Task brief.
Gather every line of the items below that contains the word "negative", matching case exactly.

━━━━━ Data for analysis ━━━━━

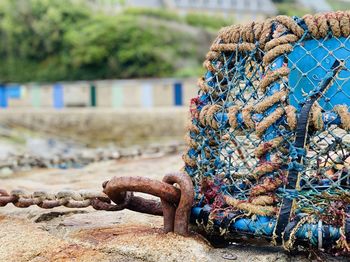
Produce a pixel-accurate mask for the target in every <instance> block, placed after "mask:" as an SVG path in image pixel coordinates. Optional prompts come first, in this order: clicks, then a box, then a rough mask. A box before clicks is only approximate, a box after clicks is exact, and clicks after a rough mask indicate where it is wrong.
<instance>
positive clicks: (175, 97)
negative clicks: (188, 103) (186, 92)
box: [174, 83, 183, 106]
mask: <svg viewBox="0 0 350 262" xmlns="http://www.w3.org/2000/svg"><path fill="white" fill-rule="evenodd" d="M174 105H175V106H182V105H183V99H182V83H175V84H174Z"/></svg>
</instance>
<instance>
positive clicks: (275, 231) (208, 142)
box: [183, 12, 350, 253]
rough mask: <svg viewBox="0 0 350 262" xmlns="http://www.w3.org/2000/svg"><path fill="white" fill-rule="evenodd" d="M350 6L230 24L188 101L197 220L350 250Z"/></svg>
mask: <svg viewBox="0 0 350 262" xmlns="http://www.w3.org/2000/svg"><path fill="white" fill-rule="evenodd" d="M349 35H350V13H349V12H332V13H324V14H317V15H306V16H304V17H303V18H299V17H293V18H292V17H287V16H278V17H276V18H273V19H267V20H265V21H263V22H257V23H254V22H253V23H250V24H247V25H233V26H229V27H226V28H223V29H222V30H221V31H220V32H219V35H218V37H217V38H216V39H215V41H214V43H213V44H212V46H211V49H210V52H209V53H208V54H207V57H206V61H205V62H204V66H205V67H206V68H207V73H206V74H205V76H204V77H202V78H200V79H199V83H198V85H199V88H200V89H199V93H198V97H196V98H193V99H192V101H191V108H190V114H191V121H190V123H189V125H188V133H187V136H186V142H187V144H188V150H187V151H186V152H185V154H184V155H183V159H184V162H185V171H186V172H187V173H188V174H189V175H190V177H191V178H192V180H193V183H194V185H195V191H196V197H195V206H194V208H193V210H192V223H193V224H195V225H197V226H198V227H200V228H202V230H204V231H205V232H206V233H207V234H208V235H216V236H221V237H222V238H225V239H228V240H231V239H240V238H242V236H244V237H247V236H248V237H253V238H256V237H259V238H266V239H268V240H271V241H272V242H274V243H280V244H283V245H284V247H285V248H286V249H288V250H292V249H294V248H296V247H298V246H305V245H306V246H314V247H317V248H319V249H322V250H331V251H333V252H345V253H348V252H349V251H350V249H349V240H350V205H349V204H350V174H349V172H350V171H349V170H350V150H349V149H350V112H349V106H350V81H349V80H350V71H349V70H348V68H350V58H349V57H350V40H349Z"/></svg>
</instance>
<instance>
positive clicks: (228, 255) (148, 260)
mask: <svg viewBox="0 0 350 262" xmlns="http://www.w3.org/2000/svg"><path fill="white" fill-rule="evenodd" d="M181 166H182V161H181V157H180V155H174V156H167V157H163V158H156V159H139V160H121V161H107V162H99V163H94V164H91V165H88V166H86V167H85V168H83V169H68V170H54V169H46V170H32V171H30V172H22V173H16V174H13V175H12V176H11V177H8V178H6V179H1V180H0V188H5V189H7V190H12V189H15V188H17V189H25V190H28V191H33V190H41V189H45V190H47V191H51V192H57V191H59V190H62V189H91V190H98V189H100V188H101V183H102V182H103V181H105V180H108V179H109V178H110V177H112V176H122V175H128V176H136V175H141V176H147V177H149V178H154V179H161V178H162V177H163V175H164V174H167V173H169V172H174V171H178V170H179V169H180V168H181ZM224 257H227V258H228V259H225V258H224ZM229 259H230V260H236V261H249V262H253V261H257V262H264V261H269V262H272V261H307V260H306V259H305V258H304V257H303V256H298V257H289V256H288V255H287V254H285V253H284V252H283V251H282V250H281V249H280V248H276V247H266V246H265V247H264V246H260V247H259V246H249V245H238V244H236V245H231V246H229V247H226V248H216V249H215V248H213V247H212V246H210V244H209V243H208V242H207V241H206V240H205V239H203V238H202V237H201V236H199V235H197V234H195V233H193V234H192V235H191V236H190V237H189V238H184V237H181V236H177V235H174V234H172V233H169V234H164V233H162V218H161V217H155V216H150V215H144V214H139V213H135V212H132V211H128V210H123V211H119V212H105V211H95V210H93V209H92V208H84V209H68V208H55V209H52V210H44V209H40V208H38V207H30V208H27V209H18V208H15V207H13V206H12V205H7V206H6V207H3V208H0V261H16V262H21V261H32V262H41V261H186V262H189V261H200V262H204V261H218V262H223V261H230V260H229ZM331 260H333V259H331ZM334 261H335V260H334Z"/></svg>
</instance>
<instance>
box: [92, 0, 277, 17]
mask: <svg viewBox="0 0 350 262" xmlns="http://www.w3.org/2000/svg"><path fill="white" fill-rule="evenodd" d="M90 2H91V3H93V4H94V6H95V7H100V8H103V9H105V10H109V11H111V10H113V11H116V10H122V9H123V8H126V7H136V8H167V9H170V10H172V11H175V12H178V13H180V14H187V13H189V12H191V13H193V12H195V13H204V14H213V15H221V16H224V17H226V18H229V17H233V18H234V19H235V20H236V21H240V22H241V21H250V20H262V19H264V18H266V17H269V16H274V15H276V14H277V9H276V7H275V5H274V4H273V3H272V1H271V0H124V1H123V0H90Z"/></svg>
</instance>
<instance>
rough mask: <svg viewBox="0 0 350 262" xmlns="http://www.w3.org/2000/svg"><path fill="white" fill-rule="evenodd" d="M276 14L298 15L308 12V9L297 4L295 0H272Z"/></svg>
mask: <svg viewBox="0 0 350 262" xmlns="http://www.w3.org/2000/svg"><path fill="white" fill-rule="evenodd" d="M273 2H274V3H275V5H276V7H277V10H278V14H280V15H288V16H299V17H302V16H303V15H305V14H307V13H310V10H308V9H306V8H304V7H303V6H300V5H299V4H297V2H296V0H274V1H273Z"/></svg>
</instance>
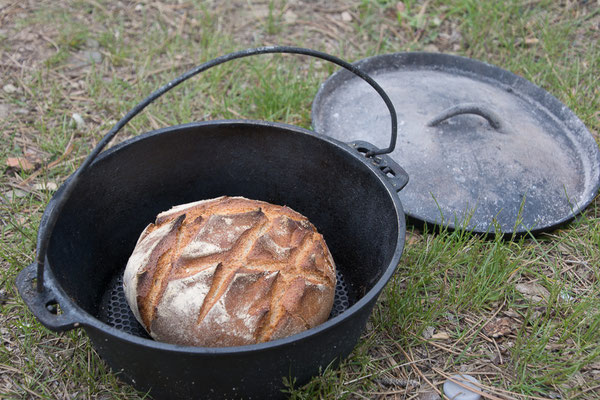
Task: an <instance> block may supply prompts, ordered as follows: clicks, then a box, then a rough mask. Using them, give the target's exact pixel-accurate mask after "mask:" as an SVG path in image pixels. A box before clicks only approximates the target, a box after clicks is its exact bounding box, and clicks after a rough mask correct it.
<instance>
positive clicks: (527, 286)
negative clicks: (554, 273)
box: [515, 283, 550, 302]
mask: <svg viewBox="0 0 600 400" xmlns="http://www.w3.org/2000/svg"><path fill="white" fill-rule="evenodd" d="M515 289H516V290H517V292H519V293H521V294H522V295H523V297H525V298H526V299H529V300H531V301H535V302H540V301H542V300H547V299H548V298H549V297H550V292H549V291H548V289H546V288H545V287H543V286H542V285H539V284H537V283H518V284H517V285H515Z"/></svg>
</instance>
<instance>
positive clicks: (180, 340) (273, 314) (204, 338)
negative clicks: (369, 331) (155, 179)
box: [123, 197, 336, 347]
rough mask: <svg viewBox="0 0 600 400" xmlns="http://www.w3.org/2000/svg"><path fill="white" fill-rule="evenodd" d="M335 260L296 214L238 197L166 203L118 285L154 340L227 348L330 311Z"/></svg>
mask: <svg viewBox="0 0 600 400" xmlns="http://www.w3.org/2000/svg"><path fill="white" fill-rule="evenodd" d="M335 284H336V278H335V265H334V263H333V259H332V257H331V254H330V252H329V249H328V248H327V245H326V244H325V241H324V239H323V236H322V235H320V234H319V233H318V232H317V231H316V229H315V227H314V226H313V225H312V224H311V223H310V222H309V221H308V220H307V219H306V217H304V216H302V215H301V214H299V213H297V212H295V211H293V210H291V209H290V208H288V207H281V206H276V205H273V204H269V203H265V202H262V201H256V200H248V199H246V198H243V197H219V198H216V199H212V200H203V201H199V202H196V203H190V204H184V205H180V206H176V207H173V208H172V209H171V210H169V211H166V212H163V213H161V214H159V215H158V216H157V217H156V222H155V223H154V224H150V225H149V226H148V227H147V228H146V229H145V230H144V232H142V234H141V236H140V238H139V240H138V242H137V244H136V246H135V249H134V251H133V254H132V255H131V257H130V258H129V261H128V263H127V267H126V269H125V274H124V276H123V287H124V289H125V296H126V298H127V302H128V303H129V306H130V307H131V308H132V310H133V313H134V315H135V317H136V318H137V319H138V321H140V323H141V324H142V325H143V326H144V328H145V329H146V330H147V331H148V332H149V333H150V335H151V336H152V337H153V338H155V339H156V340H160V341H164V342H169V343H176V344H182V345H191V346H207V347H226V346H240V345H247V344H253V343H260V342H266V341H268V340H274V339H278V338H283V337H286V336H289V335H292V334H295V333H298V332H301V331H303V330H305V329H308V328H312V327H314V326H316V325H318V324H320V323H323V322H324V321H326V320H327V318H328V316H329V313H330V311H331V307H332V305H333V297H334V292H335Z"/></svg>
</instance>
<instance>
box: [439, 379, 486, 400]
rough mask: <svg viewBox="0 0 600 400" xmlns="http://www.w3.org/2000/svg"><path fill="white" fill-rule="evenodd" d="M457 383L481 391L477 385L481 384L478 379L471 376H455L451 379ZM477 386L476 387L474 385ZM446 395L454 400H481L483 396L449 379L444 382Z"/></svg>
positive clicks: (444, 393) (445, 393)
mask: <svg viewBox="0 0 600 400" xmlns="http://www.w3.org/2000/svg"><path fill="white" fill-rule="evenodd" d="M451 378H452V379H454V380H455V381H459V382H461V383H463V384H464V385H466V386H469V387H472V388H473V389H476V390H479V389H478V388H477V386H476V385H477V384H479V382H478V381H477V379H475V378H473V377H472V376H471V375H454V376H452V377H451ZM474 384H475V385H474ZM444 395H446V396H448V397H449V398H451V399H453V400H480V399H481V396H480V395H478V394H477V393H475V392H471V391H470V390H468V389H465V388H464V387H462V386H460V385H458V384H456V383H454V382H452V381H451V380H450V379H448V380H447V381H446V382H444Z"/></svg>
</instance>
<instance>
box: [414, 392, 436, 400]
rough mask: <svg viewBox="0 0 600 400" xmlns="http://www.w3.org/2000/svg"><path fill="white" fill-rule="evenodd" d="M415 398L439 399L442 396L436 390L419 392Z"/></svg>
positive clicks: (429, 399) (422, 399) (422, 398)
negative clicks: (437, 392) (418, 393)
mask: <svg viewBox="0 0 600 400" xmlns="http://www.w3.org/2000/svg"><path fill="white" fill-rule="evenodd" d="M417 399H418V400H441V399H442V398H441V397H440V395H439V394H437V393H436V392H421V393H419V395H418V396H417Z"/></svg>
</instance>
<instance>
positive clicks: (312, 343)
mask: <svg viewBox="0 0 600 400" xmlns="http://www.w3.org/2000/svg"><path fill="white" fill-rule="evenodd" d="M60 195H61V191H60V190H59V192H57V194H56V196H57V197H58V196H60ZM222 195H229V196H244V197H247V198H251V199H257V200H263V201H267V202H271V203H274V204H279V205H287V206H289V207H291V208H293V209H294V210H296V211H298V212H300V213H302V214H304V215H305V216H307V217H308V218H309V219H310V221H311V222H312V223H313V224H314V225H315V226H316V227H317V229H318V230H319V232H320V233H322V234H323V235H324V237H325V240H326V242H327V244H328V246H329V248H330V250H331V253H332V255H333V258H334V260H335V262H336V266H337V268H338V269H339V270H340V272H341V273H342V274H343V276H344V278H345V281H346V284H347V288H348V292H349V293H348V294H349V298H350V308H349V309H348V310H347V311H345V312H344V313H342V314H341V315H338V316H337V317H335V318H332V319H330V320H329V321H327V322H326V323H324V324H323V325H321V326H319V327H317V328H314V329H311V330H309V331H306V332H304V333H301V334H298V335H294V336H291V337H289V338H285V339H280V340H277V341H273V342H268V343H264V344H259V345H252V346H243V347H234V348H217V349H209V348H195V347H184V346H175V345H170V344H165V343H159V342H155V341H152V340H150V339H145V338H141V337H137V336H134V335H131V334H128V333H124V332H122V331H120V330H118V329H116V328H114V327H111V326H109V325H107V324H105V323H104V322H102V321H100V320H99V319H98V318H99V315H101V314H102V311H103V310H101V309H100V308H101V306H100V304H101V299H102V297H103V295H104V293H105V292H106V291H107V290H108V286H109V283H110V282H111V281H112V280H113V278H114V276H115V275H116V274H120V273H121V272H122V270H123V268H124V267H125V264H126V263H127V259H128V257H129V255H130V254H131V252H132V250H133V248H134V246H135V243H136V241H137V238H138V237H139V234H140V233H141V231H142V230H143V229H144V227H145V226H146V225H147V224H149V223H151V222H153V220H154V217H155V216H156V214H157V213H159V212H160V211H164V210H167V209H169V208H170V207H172V206H174V205H177V204H182V203H186V202H191V201H196V200H200V199H209V198H214V197H218V196H222ZM51 205H52V203H51ZM51 205H50V206H49V207H48V209H51V208H52V207H51ZM47 212H48V211H47ZM404 233H405V226H404V214H403V211H402V208H401V205H400V202H399V200H398V198H397V196H396V192H395V191H394V190H393V189H392V187H391V185H389V184H388V183H386V177H385V175H384V174H383V173H381V171H379V170H378V169H377V168H376V167H374V166H373V165H371V164H370V161H369V160H368V159H366V158H365V157H364V156H363V155H362V154H360V153H359V152H358V151H356V150H355V149H353V148H351V147H350V146H349V145H346V144H343V143H340V142H337V141H335V140H333V139H327V138H322V137H316V136H315V135H314V134H313V133H312V132H310V131H307V130H304V129H301V128H296V127H292V126H287V125H282V124H274V123H267V122H250V121H221V122H205V123H193V124H188V125H183V126H176V127H170V128H166V129H162V130H159V131H154V132H150V133H148V134H145V135H142V136H140V137H137V138H134V139H131V140H129V141H127V142H125V143H123V144H121V145H118V146H115V147H114V148H112V149H110V150H108V151H106V152H105V153H103V154H102V155H101V156H100V157H99V158H98V160H97V161H95V162H94V163H93V164H92V165H91V167H90V168H89V169H88V170H87V171H86V172H85V175H84V176H83V179H82V180H81V182H80V183H79V184H78V185H77V187H76V188H75V190H74V192H73V193H72V195H71V197H70V199H69V200H68V202H67V204H66V206H65V208H64V209H63V210H62V212H61V214H60V216H59V218H58V220H57V223H56V227H55V229H54V232H53V234H52V238H51V241H50V246H49V249H48V258H47V259H48V262H47V264H46V271H47V274H46V275H47V278H45V279H48V280H49V285H50V286H51V287H56V288H58V289H57V291H58V293H59V296H58V297H60V298H61V303H63V302H64V303H65V304H64V305H63V304H61V306H63V308H64V307H68V306H69V304H68V303H72V305H71V307H73V308H74V309H75V310H76V314H79V315H80V316H82V318H81V325H82V326H83V327H84V328H85V329H86V331H87V333H88V335H89V336H90V338H91V339H92V342H93V344H94V347H95V348H96V350H97V351H98V353H99V354H100V355H101V356H102V358H103V359H104V360H105V361H107V363H108V364H109V365H110V366H111V368H112V369H113V371H115V372H116V373H118V374H119V376H120V377H121V378H122V379H124V380H125V381H127V382H130V383H132V384H133V385H134V386H135V387H136V388H137V389H139V390H143V391H147V390H151V391H150V394H151V395H152V396H154V397H156V398H189V397H206V398H215V397H219V398H233V397H244V398H266V397H280V396H281V395H282V392H281V389H282V388H283V387H284V384H283V382H282V378H284V377H291V378H295V379H296V385H298V384H302V383H305V382H306V381H307V380H308V379H310V377H311V376H313V375H315V374H317V373H318V372H319V368H323V369H324V368H326V367H327V366H328V365H330V364H331V363H333V364H335V363H336V362H337V361H338V360H339V359H340V358H343V357H345V356H347V355H348V354H349V353H350V352H351V351H352V348H353V347H354V345H355V344H356V342H357V340H358V338H359V336H360V333H361V331H362V329H363V328H364V325H365V323H366V321H367V318H368V316H369V314H370V312H371V309H372V307H373V305H374V303H375V301H376V299H377V296H378V295H379V293H380V291H381V289H382V288H383V286H384V285H385V283H387V281H388V280H389V279H390V277H391V275H392V273H393V270H394V269H395V267H396V264H397V262H398V260H399V258H400V254H401V252H402V248H403V244H404Z"/></svg>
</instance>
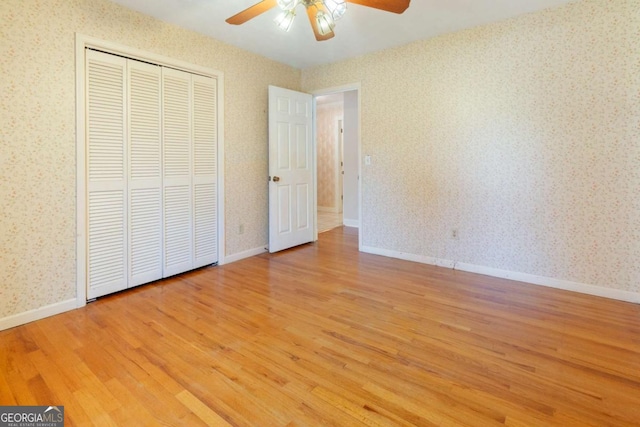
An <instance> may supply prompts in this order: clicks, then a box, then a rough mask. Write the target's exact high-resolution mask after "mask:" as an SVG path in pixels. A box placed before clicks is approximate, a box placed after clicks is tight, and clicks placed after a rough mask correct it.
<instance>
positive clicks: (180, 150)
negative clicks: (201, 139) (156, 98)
mask: <svg viewBox="0 0 640 427" xmlns="http://www.w3.org/2000/svg"><path fill="white" fill-rule="evenodd" d="M162 73H163V74H162V101H163V103H162V105H163V136H164V144H163V191H164V199H163V200H164V212H163V214H164V276H165V277H167V276H172V275H174V274H178V273H182V272H184V271H187V270H191V269H192V268H193V252H194V251H193V201H192V174H193V172H192V156H193V153H192V147H193V142H192V129H191V122H192V109H191V105H192V91H191V74H189V73H185V72H182V71H178V70H174V69H170V68H163V69H162Z"/></svg>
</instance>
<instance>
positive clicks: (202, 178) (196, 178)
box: [192, 75, 218, 268]
mask: <svg viewBox="0 0 640 427" xmlns="http://www.w3.org/2000/svg"><path fill="white" fill-rule="evenodd" d="M192 81H193V147H194V159H193V167H194V176H193V198H194V214H195V218H194V239H195V246H194V258H195V259H194V266H193V267H194V268H197V267H202V266H205V265H209V264H213V263H215V262H218V246H217V211H218V207H217V180H216V175H217V156H216V152H217V144H218V141H217V136H218V128H217V122H216V117H217V112H216V103H217V99H216V98H217V97H216V95H217V94H216V80H215V79H212V78H209V77H203V76H198V75H194V76H193V77H192Z"/></svg>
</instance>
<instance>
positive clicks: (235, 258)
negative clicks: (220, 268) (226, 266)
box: [218, 245, 267, 265]
mask: <svg viewBox="0 0 640 427" xmlns="http://www.w3.org/2000/svg"><path fill="white" fill-rule="evenodd" d="M265 246H266V245H265ZM265 252H267V249H266V248H265V247H264V246H261V247H259V248H254V249H249V250H247V251H243V252H238V253H237V254H233V255H227V256H226V257H224V260H223V261H222V262H218V264H219V265H223V264H230V263H232V262H236V261H240V260H241V259H245V258H250V257H252V256H256V255H260V254H263V253H265Z"/></svg>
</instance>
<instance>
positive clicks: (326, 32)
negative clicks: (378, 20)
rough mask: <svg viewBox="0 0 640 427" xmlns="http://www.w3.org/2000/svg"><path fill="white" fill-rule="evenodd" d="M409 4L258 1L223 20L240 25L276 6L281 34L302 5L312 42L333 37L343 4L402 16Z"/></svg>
mask: <svg viewBox="0 0 640 427" xmlns="http://www.w3.org/2000/svg"><path fill="white" fill-rule="evenodd" d="M410 2H411V0H262V1H260V2H258V3H256V4H254V5H253V6H250V7H248V8H247V9H245V10H243V11H242V12H240V13H237V14H235V15H233V16H232V17H231V18H229V19H227V23H229V24H233V25H240V24H244V23H245V22H247V21H248V20H250V19H252V18H255V17H256V16H258V15H260V14H262V13H264V12H266V11H267V10H270V9H272V8H274V7H276V6H278V7H279V8H280V9H281V11H282V12H281V13H280V14H279V15H278V17H277V18H276V19H275V23H276V24H277V25H278V27H280V28H281V29H283V30H284V31H289V29H290V28H291V24H292V23H293V19H294V18H295V16H296V7H297V6H298V5H300V4H301V5H303V6H304V7H305V8H306V10H307V16H308V17H309V23H310V24H311V28H312V29H313V33H314V34H315V36H316V40H318V41H323V40H329V39H330V38H332V37H333V36H334V35H335V34H334V33H333V28H334V27H335V21H337V20H338V19H340V18H342V16H343V15H344V13H345V12H346V10H347V3H353V4H358V5H361V6H367V7H372V8H374V9H379V10H384V11H386V12H393V13H402V12H404V11H405V10H407V8H408V7H409V3H410Z"/></svg>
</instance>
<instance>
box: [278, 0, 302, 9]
mask: <svg viewBox="0 0 640 427" xmlns="http://www.w3.org/2000/svg"><path fill="white" fill-rule="evenodd" d="M277 2H278V6H279V7H280V9H282V10H284V11H288V10H293V9H295V8H296V6H297V5H298V3H300V0H277Z"/></svg>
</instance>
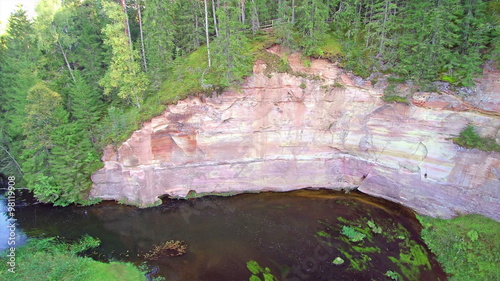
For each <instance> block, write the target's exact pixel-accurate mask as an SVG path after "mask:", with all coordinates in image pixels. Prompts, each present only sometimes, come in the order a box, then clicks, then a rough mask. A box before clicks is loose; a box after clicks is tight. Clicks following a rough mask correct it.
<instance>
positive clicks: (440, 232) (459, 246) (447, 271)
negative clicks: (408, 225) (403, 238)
mask: <svg viewBox="0 0 500 281" xmlns="http://www.w3.org/2000/svg"><path fill="white" fill-rule="evenodd" d="M418 219H419V220H420V223H421V224H422V225H423V227H424V229H423V230H422V238H423V239H424V241H425V243H426V244H427V245H428V246H429V248H430V249H431V251H432V252H433V253H434V254H435V255H436V256H437V260H438V261H439V262H440V263H441V265H442V266H443V267H444V270H445V271H446V273H447V274H448V275H449V276H450V280H470V281H473V280H478V281H483V280H500V271H499V270H498V261H499V260H500V223H499V222H497V221H495V220H492V219H489V218H487V217H484V216H482V215H466V216H461V217H457V218H454V219H451V220H443V219H436V218H431V217H423V216H418Z"/></svg>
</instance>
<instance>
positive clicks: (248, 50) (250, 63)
mask: <svg viewBox="0 0 500 281" xmlns="http://www.w3.org/2000/svg"><path fill="white" fill-rule="evenodd" d="M239 13H240V9H238V8H237V6H236V5H235V4H234V0H221V8H220V9H219V10H218V11H217V17H218V20H219V30H220V31H219V34H220V36H219V37H217V38H216V39H215V40H214V42H213V44H212V46H213V62H214V70H215V73H216V74H217V76H218V77H219V83H218V84H220V85H222V86H223V88H225V87H227V86H231V85H234V84H235V83H238V82H241V81H242V77H243V76H245V75H248V74H249V73H250V72H251V70H252V60H251V56H249V55H248V54H249V52H248V51H249V49H250V45H249V43H248V39H247V38H246V37H245V36H244V35H243V32H242V26H241V22H240V21H239V20H238V15H239Z"/></svg>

━━━━━

Written solution.
negative clicks: (188, 103) (186, 92)
negative clicks: (554, 273)
negative clicks: (369, 331) (155, 179)
negative clicks: (437, 392) (418, 393)
negative clicks: (201, 139) (156, 98)
negative clicks: (220, 268) (226, 266)
negative clicks: (378, 20)
negative clicks: (408, 225) (403, 238)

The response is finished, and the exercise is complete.